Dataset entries

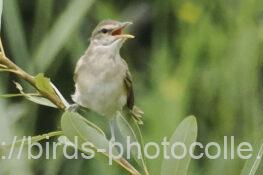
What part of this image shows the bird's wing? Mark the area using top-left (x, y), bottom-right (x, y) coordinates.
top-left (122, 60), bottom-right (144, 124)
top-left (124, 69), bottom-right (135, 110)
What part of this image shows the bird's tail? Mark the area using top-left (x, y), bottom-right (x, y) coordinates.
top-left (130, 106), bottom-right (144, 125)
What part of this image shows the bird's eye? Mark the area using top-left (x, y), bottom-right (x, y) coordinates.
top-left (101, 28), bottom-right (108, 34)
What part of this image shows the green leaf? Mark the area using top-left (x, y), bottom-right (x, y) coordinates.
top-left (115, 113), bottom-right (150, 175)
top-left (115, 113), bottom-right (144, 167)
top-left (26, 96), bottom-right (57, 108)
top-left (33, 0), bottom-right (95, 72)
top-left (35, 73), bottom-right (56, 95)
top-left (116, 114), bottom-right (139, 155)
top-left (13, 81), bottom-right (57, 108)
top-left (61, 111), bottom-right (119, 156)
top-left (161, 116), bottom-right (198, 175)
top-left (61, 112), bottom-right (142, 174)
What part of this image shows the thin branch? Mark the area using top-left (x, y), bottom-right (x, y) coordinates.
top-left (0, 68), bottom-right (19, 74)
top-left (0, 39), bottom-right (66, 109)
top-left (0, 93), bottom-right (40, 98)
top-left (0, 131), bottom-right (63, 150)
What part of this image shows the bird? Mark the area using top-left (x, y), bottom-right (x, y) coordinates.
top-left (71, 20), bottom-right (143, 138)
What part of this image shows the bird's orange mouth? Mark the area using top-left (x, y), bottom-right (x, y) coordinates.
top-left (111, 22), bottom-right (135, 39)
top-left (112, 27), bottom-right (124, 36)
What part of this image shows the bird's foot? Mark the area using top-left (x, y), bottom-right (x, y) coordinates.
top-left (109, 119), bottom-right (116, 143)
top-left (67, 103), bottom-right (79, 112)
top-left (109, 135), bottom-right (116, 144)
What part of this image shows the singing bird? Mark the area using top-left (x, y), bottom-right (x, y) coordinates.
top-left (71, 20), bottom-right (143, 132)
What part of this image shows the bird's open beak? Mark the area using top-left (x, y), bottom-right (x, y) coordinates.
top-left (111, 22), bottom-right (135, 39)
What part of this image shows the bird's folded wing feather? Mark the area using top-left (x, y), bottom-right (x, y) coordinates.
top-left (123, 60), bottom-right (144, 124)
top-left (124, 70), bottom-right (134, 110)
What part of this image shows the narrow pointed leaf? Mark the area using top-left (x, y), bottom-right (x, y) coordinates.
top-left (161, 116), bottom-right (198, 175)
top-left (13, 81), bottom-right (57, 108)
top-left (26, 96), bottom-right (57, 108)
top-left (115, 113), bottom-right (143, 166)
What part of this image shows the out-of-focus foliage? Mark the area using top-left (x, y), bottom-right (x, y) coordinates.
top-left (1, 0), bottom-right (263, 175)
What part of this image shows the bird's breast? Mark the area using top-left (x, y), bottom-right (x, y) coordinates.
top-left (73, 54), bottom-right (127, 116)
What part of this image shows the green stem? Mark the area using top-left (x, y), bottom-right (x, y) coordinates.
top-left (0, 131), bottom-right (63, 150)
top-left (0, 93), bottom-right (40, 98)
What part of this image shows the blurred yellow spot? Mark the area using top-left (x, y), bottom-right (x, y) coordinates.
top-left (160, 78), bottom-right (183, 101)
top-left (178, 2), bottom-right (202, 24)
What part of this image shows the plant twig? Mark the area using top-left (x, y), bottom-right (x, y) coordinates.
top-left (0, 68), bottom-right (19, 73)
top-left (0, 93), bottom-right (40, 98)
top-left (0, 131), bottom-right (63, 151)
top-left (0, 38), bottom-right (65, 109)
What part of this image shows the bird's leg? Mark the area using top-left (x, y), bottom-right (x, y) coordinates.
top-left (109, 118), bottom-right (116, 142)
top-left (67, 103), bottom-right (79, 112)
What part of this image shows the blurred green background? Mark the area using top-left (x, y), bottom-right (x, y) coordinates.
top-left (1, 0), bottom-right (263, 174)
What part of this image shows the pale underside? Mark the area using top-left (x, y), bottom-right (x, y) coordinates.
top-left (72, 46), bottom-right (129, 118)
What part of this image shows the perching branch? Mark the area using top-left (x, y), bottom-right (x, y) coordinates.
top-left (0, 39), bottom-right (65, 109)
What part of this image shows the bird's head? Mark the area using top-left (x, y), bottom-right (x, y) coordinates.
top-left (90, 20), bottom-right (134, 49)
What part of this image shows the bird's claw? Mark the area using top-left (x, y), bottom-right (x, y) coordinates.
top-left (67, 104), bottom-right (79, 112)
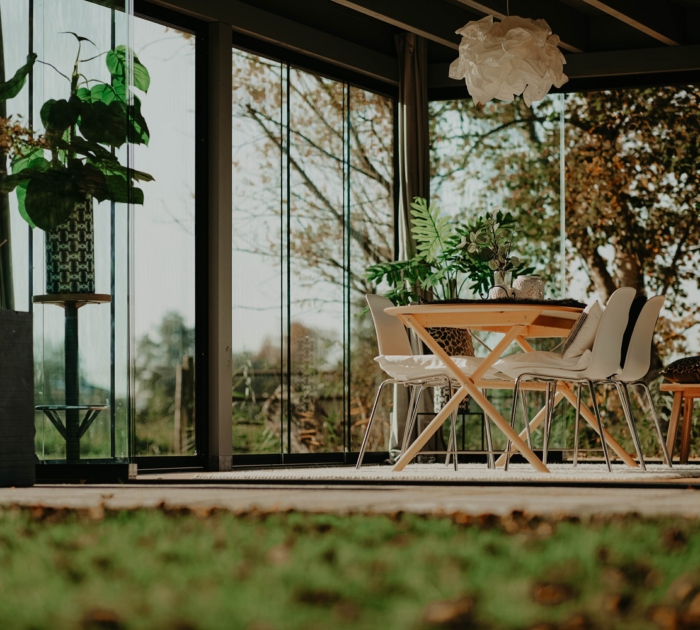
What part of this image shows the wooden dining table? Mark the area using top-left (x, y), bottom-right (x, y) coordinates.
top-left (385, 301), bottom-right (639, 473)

**WHAT THE TASK ASKS:** Copy the data precisely. Skip every picture.

**ANSWER SECTION:**
What part of this image shows the bird's wing? Mark the area using top-left (x, y), bottom-right (x, y) coordinates.
top-left (122, 60), bottom-right (144, 124)
top-left (124, 69), bottom-right (135, 110)
What part of this image shows the bird's tail? Mark the area using top-left (x, y), bottom-right (x, y) coordinates.
top-left (130, 106), bottom-right (144, 125)
What part of this image shows the bird's eye? Mark the area using top-left (x, y), bottom-right (x, y) coordinates.
top-left (101, 28), bottom-right (108, 34)
What part of this image shows the green leaf? Mark the area using top-left (x, y), bottom-right (x, y) coordinates.
top-left (115, 113), bottom-right (150, 175)
top-left (115, 113), bottom-right (144, 167)
top-left (26, 96), bottom-right (57, 108)
top-left (33, 0), bottom-right (95, 72)
top-left (35, 73), bottom-right (56, 95)
top-left (116, 114), bottom-right (139, 155)
top-left (13, 81), bottom-right (57, 108)
top-left (61, 111), bottom-right (119, 156)
top-left (161, 116), bottom-right (198, 175)
top-left (61, 112), bottom-right (142, 174)
What part of this image shows the thin branch? Mark the area using top-left (x, y), bottom-right (x, y) coordinates.
top-left (0, 68), bottom-right (19, 74)
top-left (0, 39), bottom-right (66, 109)
top-left (0, 93), bottom-right (40, 98)
top-left (0, 131), bottom-right (63, 150)
What part of this image shows the bird? Mark the area using top-left (x, y), bottom-right (x, y) coordinates.
top-left (71, 20), bottom-right (143, 138)
What part of this image shows the bird's orange mouth? Mark the area using top-left (x, y), bottom-right (x, y) coordinates.
top-left (111, 22), bottom-right (135, 39)
top-left (112, 27), bottom-right (124, 36)
What part of this image shows the bird's foot? Mark the area using top-left (x, y), bottom-right (x, y) coordinates.
top-left (109, 119), bottom-right (116, 143)
top-left (67, 103), bottom-right (79, 112)
top-left (109, 135), bottom-right (116, 144)
What part of this image shows the singing bird? Mark the area using top-left (x, y), bottom-right (x, y) coordinates.
top-left (71, 20), bottom-right (143, 132)
What part of this image shows the bird's open beak? Mark the area using top-left (x, y), bottom-right (x, y) coordinates.
top-left (111, 22), bottom-right (135, 39)
What part of this image shows the bird's folded wing feather? Mark the area using top-left (x, y), bottom-right (x, y) coordinates.
top-left (123, 60), bottom-right (144, 124)
top-left (124, 70), bottom-right (134, 110)
What part of this image shows the narrow pointed leaf? Mark the area using top-left (x, y), bottom-right (x, y) coordinates.
top-left (161, 116), bottom-right (198, 175)
top-left (13, 81), bottom-right (57, 108)
top-left (26, 96), bottom-right (57, 108)
top-left (115, 113), bottom-right (143, 166)
What part of this image shows the out-of-focus foliage? Mark the area using top-left (x, y), bottom-right (x, y) coordinates.
top-left (1, 0), bottom-right (263, 175)
What part of this image shows the bird's breast? Mark the area using top-left (x, y), bottom-right (x, y) coordinates.
top-left (73, 54), bottom-right (127, 116)
What part of this image shows the green stem? Mark the area using top-left (x, y), bottom-right (x, y) coordinates.
top-left (0, 131), bottom-right (63, 150)
top-left (0, 93), bottom-right (40, 98)
What part of this image shows the blurred yellow spot? Mark the area using top-left (x, y), bottom-right (x, y) coordinates.
top-left (160, 78), bottom-right (183, 101)
top-left (178, 2), bottom-right (202, 24)
What part of this image shows the plant twig? Mark the area using top-left (x, y), bottom-right (x, y) coordinates.
top-left (0, 68), bottom-right (19, 73)
top-left (0, 93), bottom-right (40, 98)
top-left (0, 131), bottom-right (63, 151)
top-left (0, 38), bottom-right (65, 109)
What part of this image shows the bird's leg? Mark the area using top-left (x, y), bottom-right (x, y) coordinates.
top-left (109, 118), bottom-right (116, 142)
top-left (67, 103), bottom-right (79, 112)
What part of this image shows the blurred green background? Mark the area using top-left (x, y), bottom-right (x, y) coordinates.
top-left (1, 0), bottom-right (263, 174)
What part of this image shows the pale underside? Mark the area using top-left (x, y), bottom-right (x, y) coordinates.
top-left (72, 46), bottom-right (129, 118)
What part of this image shows the perching branch? Mark the area using top-left (x, y), bottom-right (x, y) coordinates.
top-left (0, 39), bottom-right (65, 109)
What part of this image shows the bird's head? Mark the area using top-left (x, y), bottom-right (x, y) coordinates.
top-left (90, 20), bottom-right (134, 49)
What part of this image shows the bird's claw? Mark the area using top-left (x, y), bottom-right (x, y) coordinates.
top-left (67, 104), bottom-right (79, 112)
What part of this image shows the wooden dining table? Mark the area using top-left (x, y), bottom-right (x, y) coordinates.
top-left (385, 301), bottom-right (639, 473)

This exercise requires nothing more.